**Your instructions:**
Among the lines below, take the one holding "Where exactly in this scan can I find the tree line?", the one holding "Where exactly in this scan can I find the lamp", and all lines between them. Set them down exactly.

(Dataset entries)
☆ ☆ ☆ ☆

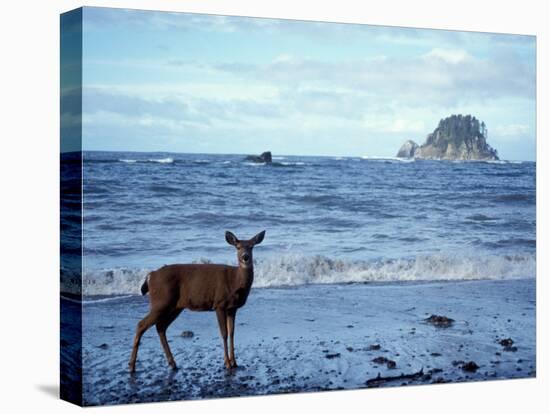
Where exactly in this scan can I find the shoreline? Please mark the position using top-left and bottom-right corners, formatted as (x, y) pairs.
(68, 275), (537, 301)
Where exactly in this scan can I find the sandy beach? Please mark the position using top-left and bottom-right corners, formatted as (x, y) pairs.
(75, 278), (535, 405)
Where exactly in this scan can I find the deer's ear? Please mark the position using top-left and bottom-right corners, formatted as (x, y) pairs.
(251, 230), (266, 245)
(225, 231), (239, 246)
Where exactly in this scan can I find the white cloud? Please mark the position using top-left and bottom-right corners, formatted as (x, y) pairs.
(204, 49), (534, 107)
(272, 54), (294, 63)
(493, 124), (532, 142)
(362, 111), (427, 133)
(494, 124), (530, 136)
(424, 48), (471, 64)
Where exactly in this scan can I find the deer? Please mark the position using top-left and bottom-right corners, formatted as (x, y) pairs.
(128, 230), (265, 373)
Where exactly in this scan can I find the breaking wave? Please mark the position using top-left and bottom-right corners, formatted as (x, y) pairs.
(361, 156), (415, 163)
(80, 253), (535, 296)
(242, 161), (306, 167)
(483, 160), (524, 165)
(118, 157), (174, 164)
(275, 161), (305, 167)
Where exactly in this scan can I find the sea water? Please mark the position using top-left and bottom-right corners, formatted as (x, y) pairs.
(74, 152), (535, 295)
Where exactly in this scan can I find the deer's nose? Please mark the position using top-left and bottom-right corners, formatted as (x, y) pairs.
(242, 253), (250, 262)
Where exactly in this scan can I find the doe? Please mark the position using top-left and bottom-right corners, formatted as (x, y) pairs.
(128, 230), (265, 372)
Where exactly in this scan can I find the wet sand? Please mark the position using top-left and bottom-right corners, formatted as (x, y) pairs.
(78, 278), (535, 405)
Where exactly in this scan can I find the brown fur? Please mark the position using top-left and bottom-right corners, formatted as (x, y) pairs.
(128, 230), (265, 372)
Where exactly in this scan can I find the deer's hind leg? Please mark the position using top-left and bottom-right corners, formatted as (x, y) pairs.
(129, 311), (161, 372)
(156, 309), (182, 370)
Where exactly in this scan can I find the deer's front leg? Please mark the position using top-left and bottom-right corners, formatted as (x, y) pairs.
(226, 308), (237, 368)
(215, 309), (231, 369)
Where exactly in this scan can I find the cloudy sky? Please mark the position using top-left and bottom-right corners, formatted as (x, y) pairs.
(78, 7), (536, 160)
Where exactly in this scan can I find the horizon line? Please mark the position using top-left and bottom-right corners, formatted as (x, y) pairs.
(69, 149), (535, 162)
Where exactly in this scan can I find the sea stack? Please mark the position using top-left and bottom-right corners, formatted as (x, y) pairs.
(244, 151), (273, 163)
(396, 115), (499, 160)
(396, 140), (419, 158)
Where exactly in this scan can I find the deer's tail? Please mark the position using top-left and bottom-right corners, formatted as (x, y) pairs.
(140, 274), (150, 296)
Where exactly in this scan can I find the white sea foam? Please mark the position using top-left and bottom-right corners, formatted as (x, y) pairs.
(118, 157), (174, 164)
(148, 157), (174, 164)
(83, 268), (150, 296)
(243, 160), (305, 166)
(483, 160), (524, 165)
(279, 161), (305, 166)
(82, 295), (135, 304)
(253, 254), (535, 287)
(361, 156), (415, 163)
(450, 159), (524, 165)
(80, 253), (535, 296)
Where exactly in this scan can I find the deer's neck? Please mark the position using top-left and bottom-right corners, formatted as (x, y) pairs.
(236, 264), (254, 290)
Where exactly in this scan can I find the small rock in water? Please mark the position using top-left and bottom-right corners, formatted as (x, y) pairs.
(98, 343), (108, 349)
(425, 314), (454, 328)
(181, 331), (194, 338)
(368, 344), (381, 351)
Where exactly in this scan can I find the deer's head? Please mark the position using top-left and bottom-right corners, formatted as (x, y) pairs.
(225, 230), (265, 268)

☆ ☆ ☆ ☆

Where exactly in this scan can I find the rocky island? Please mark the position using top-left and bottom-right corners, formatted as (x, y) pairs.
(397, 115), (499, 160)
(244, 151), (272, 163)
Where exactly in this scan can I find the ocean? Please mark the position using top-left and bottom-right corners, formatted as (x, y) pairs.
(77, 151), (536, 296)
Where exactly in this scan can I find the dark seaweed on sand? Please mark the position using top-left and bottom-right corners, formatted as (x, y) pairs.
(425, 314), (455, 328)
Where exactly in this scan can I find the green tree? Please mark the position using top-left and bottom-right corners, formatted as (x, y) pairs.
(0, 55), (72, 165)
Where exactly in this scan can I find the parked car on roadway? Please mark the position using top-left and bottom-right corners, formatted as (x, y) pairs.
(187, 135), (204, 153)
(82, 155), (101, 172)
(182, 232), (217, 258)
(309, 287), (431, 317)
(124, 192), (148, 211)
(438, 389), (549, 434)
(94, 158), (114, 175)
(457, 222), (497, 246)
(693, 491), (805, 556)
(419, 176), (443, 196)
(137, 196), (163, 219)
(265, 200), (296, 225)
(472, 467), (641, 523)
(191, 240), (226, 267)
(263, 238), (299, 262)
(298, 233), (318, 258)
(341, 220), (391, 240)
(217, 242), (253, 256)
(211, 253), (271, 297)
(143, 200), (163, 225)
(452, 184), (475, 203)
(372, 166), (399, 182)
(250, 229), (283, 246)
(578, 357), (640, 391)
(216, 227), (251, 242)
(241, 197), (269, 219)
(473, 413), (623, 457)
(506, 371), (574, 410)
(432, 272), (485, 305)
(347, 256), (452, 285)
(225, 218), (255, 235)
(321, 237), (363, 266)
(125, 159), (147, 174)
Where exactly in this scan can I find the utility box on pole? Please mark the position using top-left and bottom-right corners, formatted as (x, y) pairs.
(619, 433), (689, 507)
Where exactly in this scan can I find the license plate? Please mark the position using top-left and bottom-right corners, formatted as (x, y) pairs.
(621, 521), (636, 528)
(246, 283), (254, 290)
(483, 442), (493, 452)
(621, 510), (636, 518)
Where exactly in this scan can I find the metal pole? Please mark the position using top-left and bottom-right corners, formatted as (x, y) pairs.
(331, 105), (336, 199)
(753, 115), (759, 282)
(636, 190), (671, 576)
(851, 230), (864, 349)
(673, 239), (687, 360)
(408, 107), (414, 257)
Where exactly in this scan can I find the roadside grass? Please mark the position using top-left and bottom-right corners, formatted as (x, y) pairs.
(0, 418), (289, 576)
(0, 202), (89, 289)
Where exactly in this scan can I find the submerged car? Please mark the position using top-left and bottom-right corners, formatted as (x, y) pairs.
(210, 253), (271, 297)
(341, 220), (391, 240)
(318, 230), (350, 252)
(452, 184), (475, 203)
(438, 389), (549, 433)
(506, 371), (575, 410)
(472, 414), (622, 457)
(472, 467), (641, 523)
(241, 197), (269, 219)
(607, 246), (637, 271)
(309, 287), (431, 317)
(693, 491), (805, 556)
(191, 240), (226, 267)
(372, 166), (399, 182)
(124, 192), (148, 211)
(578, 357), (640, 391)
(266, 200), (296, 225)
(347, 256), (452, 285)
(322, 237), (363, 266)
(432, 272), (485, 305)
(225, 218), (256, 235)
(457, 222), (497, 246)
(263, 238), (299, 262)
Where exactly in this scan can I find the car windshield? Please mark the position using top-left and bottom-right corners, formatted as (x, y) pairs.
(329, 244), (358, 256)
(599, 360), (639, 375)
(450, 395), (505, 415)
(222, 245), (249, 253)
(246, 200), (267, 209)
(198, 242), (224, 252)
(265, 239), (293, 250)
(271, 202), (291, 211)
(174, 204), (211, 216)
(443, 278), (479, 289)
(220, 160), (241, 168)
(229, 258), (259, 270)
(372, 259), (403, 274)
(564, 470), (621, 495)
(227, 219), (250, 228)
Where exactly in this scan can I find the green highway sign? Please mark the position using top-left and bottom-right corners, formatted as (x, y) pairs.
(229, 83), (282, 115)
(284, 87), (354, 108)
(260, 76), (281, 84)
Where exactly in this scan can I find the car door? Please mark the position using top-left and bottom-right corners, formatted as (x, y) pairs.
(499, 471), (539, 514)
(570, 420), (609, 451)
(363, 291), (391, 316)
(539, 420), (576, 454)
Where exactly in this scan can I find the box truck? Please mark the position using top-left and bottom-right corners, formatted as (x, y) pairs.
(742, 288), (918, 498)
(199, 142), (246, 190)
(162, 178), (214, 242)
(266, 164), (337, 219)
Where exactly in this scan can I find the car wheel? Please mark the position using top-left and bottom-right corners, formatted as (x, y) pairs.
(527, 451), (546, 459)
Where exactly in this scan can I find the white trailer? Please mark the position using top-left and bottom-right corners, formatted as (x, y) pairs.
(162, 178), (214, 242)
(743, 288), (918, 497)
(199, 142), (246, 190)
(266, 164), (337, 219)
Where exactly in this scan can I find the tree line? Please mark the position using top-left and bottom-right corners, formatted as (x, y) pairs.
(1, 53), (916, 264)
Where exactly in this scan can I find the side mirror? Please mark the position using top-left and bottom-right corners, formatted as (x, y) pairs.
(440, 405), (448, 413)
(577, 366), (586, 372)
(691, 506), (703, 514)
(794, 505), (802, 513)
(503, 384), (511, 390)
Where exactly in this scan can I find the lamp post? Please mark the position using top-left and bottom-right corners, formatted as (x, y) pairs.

☆ ☆ ☆ ☆

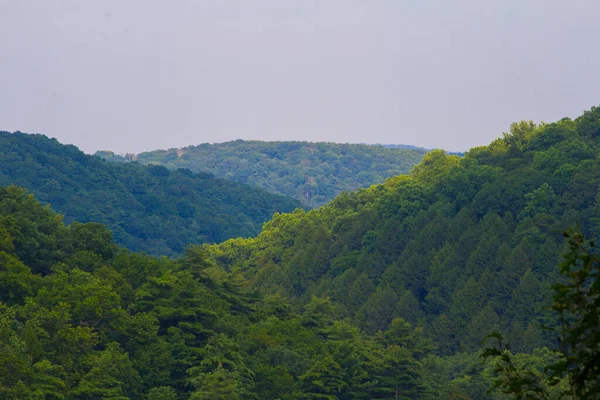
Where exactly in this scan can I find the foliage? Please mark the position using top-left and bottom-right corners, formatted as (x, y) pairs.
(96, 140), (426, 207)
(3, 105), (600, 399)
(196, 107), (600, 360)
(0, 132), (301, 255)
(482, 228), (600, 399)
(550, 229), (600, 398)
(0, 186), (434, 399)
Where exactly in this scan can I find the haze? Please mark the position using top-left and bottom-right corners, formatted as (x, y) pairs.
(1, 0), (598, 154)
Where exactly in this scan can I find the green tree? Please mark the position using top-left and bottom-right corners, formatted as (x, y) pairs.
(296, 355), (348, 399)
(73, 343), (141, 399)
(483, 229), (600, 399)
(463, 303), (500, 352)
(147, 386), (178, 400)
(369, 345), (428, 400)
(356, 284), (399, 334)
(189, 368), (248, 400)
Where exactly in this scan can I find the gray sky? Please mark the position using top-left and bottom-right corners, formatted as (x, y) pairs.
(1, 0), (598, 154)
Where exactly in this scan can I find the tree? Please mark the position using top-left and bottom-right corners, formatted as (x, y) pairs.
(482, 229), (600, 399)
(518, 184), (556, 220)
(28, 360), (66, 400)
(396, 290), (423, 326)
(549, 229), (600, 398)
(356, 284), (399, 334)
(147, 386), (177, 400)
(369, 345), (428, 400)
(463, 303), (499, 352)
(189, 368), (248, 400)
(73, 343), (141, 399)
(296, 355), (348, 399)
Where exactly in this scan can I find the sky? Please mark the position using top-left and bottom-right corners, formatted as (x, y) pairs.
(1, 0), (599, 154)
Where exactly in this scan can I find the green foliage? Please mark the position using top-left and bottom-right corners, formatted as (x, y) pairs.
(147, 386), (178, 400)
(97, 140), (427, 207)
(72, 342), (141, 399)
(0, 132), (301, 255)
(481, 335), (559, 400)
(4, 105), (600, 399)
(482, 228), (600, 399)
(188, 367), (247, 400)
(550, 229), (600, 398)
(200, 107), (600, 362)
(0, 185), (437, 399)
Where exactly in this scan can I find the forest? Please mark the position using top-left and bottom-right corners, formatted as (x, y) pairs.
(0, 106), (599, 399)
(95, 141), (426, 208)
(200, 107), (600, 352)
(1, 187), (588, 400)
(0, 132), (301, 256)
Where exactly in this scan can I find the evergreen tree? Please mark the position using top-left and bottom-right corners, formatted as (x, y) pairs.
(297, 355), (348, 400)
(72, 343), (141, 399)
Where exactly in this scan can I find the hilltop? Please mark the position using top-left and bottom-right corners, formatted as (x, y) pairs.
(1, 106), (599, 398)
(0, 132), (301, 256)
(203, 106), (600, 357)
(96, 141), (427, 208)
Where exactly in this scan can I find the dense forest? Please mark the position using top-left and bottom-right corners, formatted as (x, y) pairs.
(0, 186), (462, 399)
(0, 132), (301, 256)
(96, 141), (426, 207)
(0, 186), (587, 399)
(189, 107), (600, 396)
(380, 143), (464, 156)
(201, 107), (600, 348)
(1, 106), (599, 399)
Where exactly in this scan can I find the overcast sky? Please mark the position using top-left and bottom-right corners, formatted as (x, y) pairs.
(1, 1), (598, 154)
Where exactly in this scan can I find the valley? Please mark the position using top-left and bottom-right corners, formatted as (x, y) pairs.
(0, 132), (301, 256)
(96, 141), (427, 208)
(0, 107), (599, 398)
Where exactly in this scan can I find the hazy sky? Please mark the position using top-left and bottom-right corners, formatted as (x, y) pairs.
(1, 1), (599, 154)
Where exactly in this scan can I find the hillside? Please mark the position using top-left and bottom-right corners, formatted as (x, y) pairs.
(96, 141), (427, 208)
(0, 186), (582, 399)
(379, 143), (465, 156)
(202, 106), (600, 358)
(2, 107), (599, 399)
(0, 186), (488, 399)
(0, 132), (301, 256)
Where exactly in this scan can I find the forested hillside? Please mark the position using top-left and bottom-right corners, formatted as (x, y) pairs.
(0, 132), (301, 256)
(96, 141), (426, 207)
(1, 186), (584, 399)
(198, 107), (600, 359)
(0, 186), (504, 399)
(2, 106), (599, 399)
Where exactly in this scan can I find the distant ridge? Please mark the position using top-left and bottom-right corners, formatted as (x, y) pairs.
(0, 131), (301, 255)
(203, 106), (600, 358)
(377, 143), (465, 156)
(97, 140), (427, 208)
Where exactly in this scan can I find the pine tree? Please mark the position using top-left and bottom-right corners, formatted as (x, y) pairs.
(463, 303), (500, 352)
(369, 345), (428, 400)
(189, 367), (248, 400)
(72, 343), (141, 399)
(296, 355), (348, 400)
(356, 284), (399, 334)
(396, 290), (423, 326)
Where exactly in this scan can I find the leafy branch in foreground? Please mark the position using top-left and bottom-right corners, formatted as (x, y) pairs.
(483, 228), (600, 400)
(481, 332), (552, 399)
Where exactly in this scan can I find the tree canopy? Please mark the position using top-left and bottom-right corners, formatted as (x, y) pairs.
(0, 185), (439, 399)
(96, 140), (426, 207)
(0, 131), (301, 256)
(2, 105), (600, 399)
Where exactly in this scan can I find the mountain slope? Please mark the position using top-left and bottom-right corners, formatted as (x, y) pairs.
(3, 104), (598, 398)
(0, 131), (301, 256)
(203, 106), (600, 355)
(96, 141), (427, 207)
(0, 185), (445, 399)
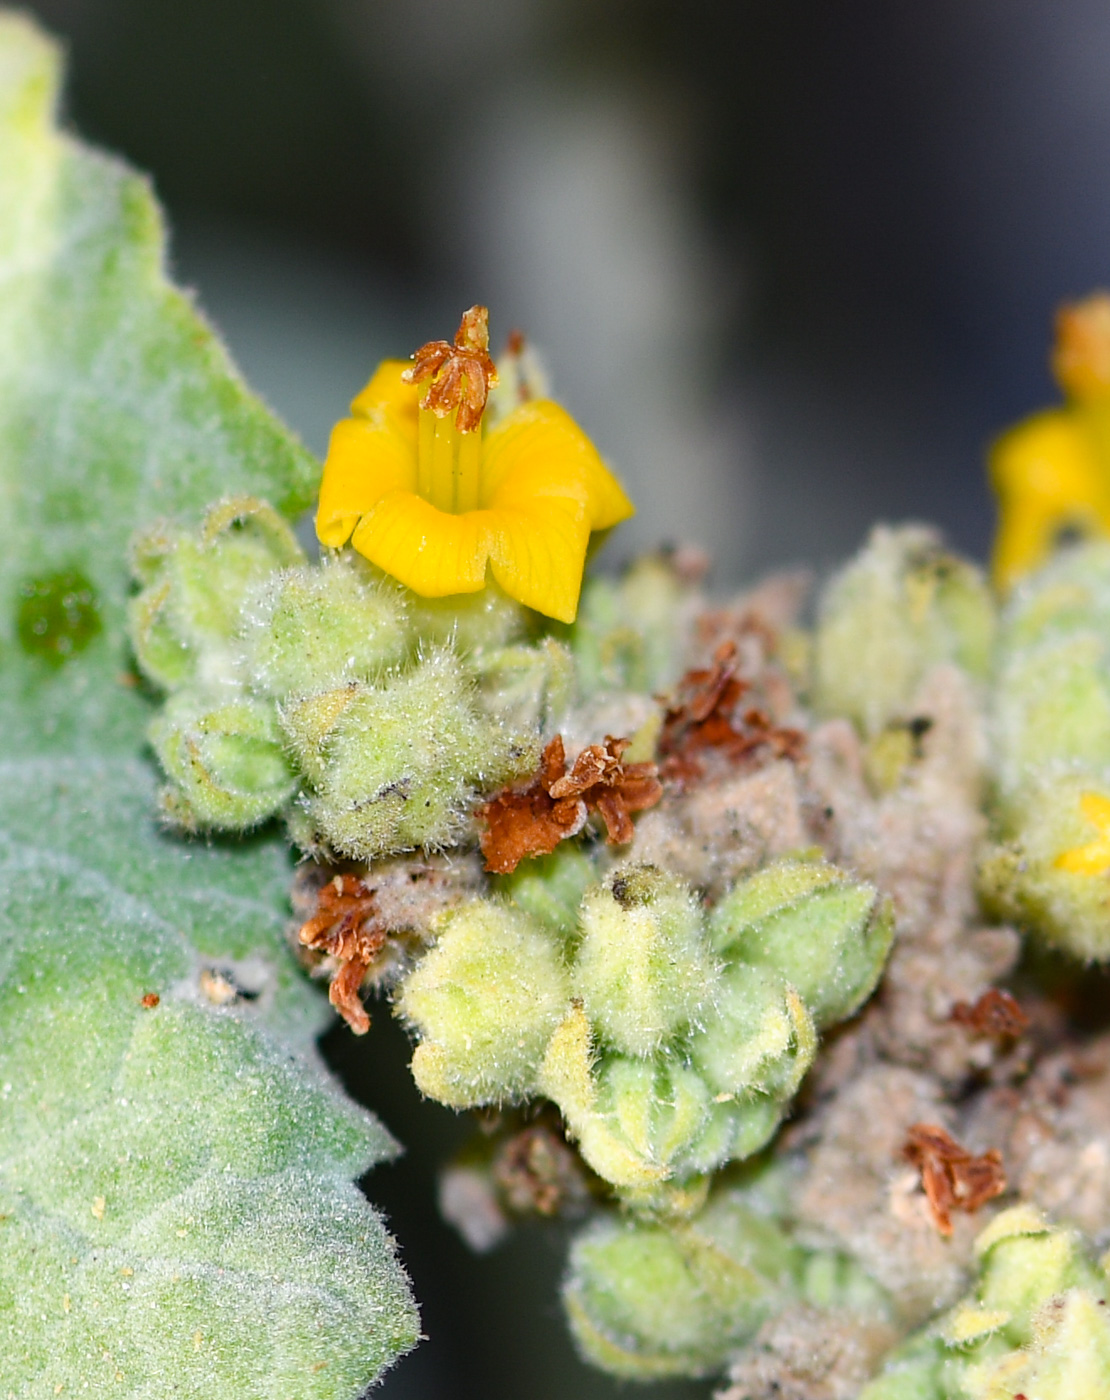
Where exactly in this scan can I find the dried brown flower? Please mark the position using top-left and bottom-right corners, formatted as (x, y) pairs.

☆ ☆ ☆ ☆

**Response to the task:**
Where exactly in this scan can I find the tree line? Please mark the position using top-left and bottom-right corners, formatted as (x, y) pairs.
(1, 53), (916, 264)
Where exactly in this scan can I find the side mirror? Please mark the position using top-left and bottom-right corners, formatted as (x, y) pairs.
(440, 405), (448, 413)
(577, 366), (586, 372)
(691, 506), (703, 514)
(794, 505), (802, 513)
(503, 384), (511, 390)
Where exactly in this scan can I find the lamp post? Please mark the position using top-left and bottom-right corners, formatted as (x, y) pairs.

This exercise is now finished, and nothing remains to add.